### TASK INPUTS
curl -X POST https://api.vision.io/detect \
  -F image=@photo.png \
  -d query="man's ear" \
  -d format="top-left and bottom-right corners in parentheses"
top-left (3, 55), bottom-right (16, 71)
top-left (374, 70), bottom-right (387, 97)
######
**JOB**
In each row above, substitute "woman's ear" for "man's ear" and reproduce the lines with no other change.

**THE ANSWER**
curl -X POST https://api.vision.io/detect \
  -F image=@photo.png \
  -d query="woman's ear" \
  -d format="top-left and bottom-right corners in parentheses"
top-left (3, 55), bottom-right (16, 71)
top-left (374, 70), bottom-right (387, 97)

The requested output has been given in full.